Write the records out again, precisely as they stand.

─── DATA PROVIDED ───

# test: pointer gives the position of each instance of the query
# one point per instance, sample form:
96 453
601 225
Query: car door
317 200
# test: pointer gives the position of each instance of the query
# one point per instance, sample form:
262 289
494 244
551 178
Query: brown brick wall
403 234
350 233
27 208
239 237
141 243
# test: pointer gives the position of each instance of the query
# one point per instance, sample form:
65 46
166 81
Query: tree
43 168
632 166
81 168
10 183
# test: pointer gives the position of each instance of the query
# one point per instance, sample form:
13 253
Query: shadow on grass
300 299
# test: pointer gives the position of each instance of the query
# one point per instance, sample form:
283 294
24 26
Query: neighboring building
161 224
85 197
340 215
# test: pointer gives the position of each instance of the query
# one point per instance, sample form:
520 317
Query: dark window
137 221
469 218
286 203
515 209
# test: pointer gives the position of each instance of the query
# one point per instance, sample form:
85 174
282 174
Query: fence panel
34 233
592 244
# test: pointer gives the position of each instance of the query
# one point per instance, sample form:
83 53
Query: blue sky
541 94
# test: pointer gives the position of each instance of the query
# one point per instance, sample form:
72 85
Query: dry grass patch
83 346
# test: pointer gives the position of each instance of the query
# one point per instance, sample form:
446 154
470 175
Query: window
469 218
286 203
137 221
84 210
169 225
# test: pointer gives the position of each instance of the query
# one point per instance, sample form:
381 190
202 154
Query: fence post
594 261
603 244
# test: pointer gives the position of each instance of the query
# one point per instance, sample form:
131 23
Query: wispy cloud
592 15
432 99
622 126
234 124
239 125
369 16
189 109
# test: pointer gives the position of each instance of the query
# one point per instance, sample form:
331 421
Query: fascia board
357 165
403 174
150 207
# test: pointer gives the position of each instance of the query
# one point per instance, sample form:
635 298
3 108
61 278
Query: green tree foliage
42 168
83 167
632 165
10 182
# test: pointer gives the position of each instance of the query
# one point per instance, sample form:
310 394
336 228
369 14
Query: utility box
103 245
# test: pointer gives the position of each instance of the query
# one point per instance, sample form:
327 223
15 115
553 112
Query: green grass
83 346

───

* _YOUR RESPONSE_:
# test: pointer gives the position of each instance of the query
# one point per instance, sample form:
96 453
601 225
Query: car door
317 200
# test: pointer gives the position of each instance of the query
# one point per instance, sample form:
262 289
494 244
551 178
Query: brown brick wall
403 234
350 233
27 208
239 237
141 243
# test: pointer gives the position of each instance of the query
# one point per instance, sample form:
65 46
166 81
Query: tree
43 168
632 166
81 168
10 183
# test: pointer gives the position of each instance of the query
# one point per instance, sample form:
13 253
Query: shadow on grass
300 299
# test: pointer gives the position of each instance of the query
# one point per instance, sample form:
283 294
24 26
Query: neighboring building
161 224
85 197
340 215
# test: pointer gives the position of each instance of the query
# one point per instance, sample form:
520 317
Query: dark window
137 221
469 218
286 203
515 209
# test: pointer gives the position of each instance of the query
# one point per instance, sample form:
85 174
282 174
Query: fence panel
34 233
592 244
# test: pointer gives the position of each instance of the query
# one point per instance, sample form:
83 53
Query: blue sky
541 94
# test: pointer gives the position of each instance of the query
# one point per instance, sample form:
72 85
Query: dry grass patch
83 346
# test: pointer gives the position of each instance of the query
# one point per instance, sample form:
446 154
470 175
Query: window
469 218
286 203
137 221
84 210
169 225
# test: pointer gives the position of each instance of the query
# one point per instance, sample form:
381 190
202 154
Query: fence post
594 261
603 244
# test: pointer gives the position of each instance of the query
# one point per instance, sample form:
131 23
Query: wispy cloud
592 15
432 99
622 126
234 124
239 125
369 16
189 109
# test: pointer gives the position of each instance of the query
# one point per instance, sample form:
331 421
Query: fascia board
357 165
403 174
150 207
# test: pointer gives the position of each instance of the query
# one point per instance, sample form:
635 298
3 108
61 278
Query: green tree foliage
42 168
83 167
632 165
10 182
# test: pointer gives the position of each instance of the query
# one point per instance, sample form:
310 394
336 228
369 14
Query: utility box
103 245
# test: pointer gives the position of each instance of the query
# one point per instance, sample form:
327 223
15 115
553 112
Query: green grass
83 346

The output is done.